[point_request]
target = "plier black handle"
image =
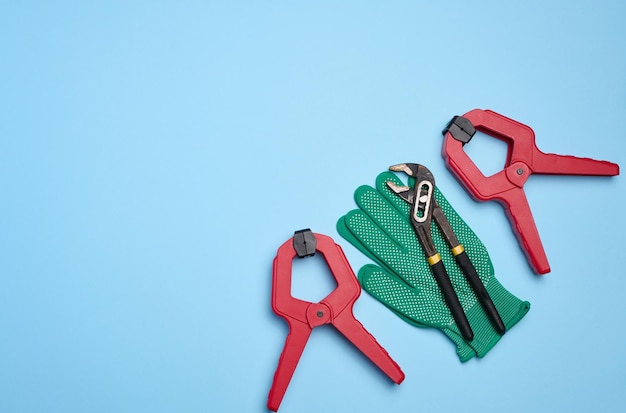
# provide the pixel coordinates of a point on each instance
(424, 208)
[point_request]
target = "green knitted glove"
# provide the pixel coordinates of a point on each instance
(403, 281)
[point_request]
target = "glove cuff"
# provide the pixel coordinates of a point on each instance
(511, 310)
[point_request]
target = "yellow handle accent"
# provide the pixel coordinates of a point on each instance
(457, 250)
(434, 259)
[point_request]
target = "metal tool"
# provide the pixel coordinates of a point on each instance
(303, 316)
(507, 186)
(424, 208)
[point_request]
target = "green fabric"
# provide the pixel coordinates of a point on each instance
(402, 279)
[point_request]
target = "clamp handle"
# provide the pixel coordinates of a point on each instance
(506, 186)
(302, 316)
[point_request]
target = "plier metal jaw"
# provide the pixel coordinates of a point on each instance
(424, 208)
(336, 309)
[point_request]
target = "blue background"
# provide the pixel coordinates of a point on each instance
(154, 155)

-------

■ **Exercise instructions**
Quote all of the material above word for word, from start to finish, but leave the picture out of your answer.

■ **Expected output**
[point_request]
target = "plier black handle"
image =
# provide the pixel coordinates of a point on each instance
(424, 208)
[point_request]
target = "green knitted glove"
# provide the pixel coordinates of a point on each instance
(403, 281)
[point_request]
target = "glove cuff"
# provide the pixel coordinates of a point on each instance
(511, 310)
[point_request]
target = "yellow handle accent"
# provide the pixel coordinates of a point on each instance
(457, 250)
(434, 259)
[point_request]
target = "metal tool"
# provide the pixel coordinates of a point on each instance
(303, 316)
(507, 186)
(424, 208)
[point_request]
target = "green fabric"
# provide the pixel coordinates of a point on each instance
(402, 279)
[point_request]
target = "clamp handle"
# provide the pixel coordinates of a point on each instance
(506, 186)
(302, 316)
[point_request]
target = "plier metal jaw"
# provide the pixel coordinates of a point on each instance
(424, 208)
(336, 309)
[point_request]
target = "blue background"
# provide the pixel coordinates of a point on each instance
(154, 155)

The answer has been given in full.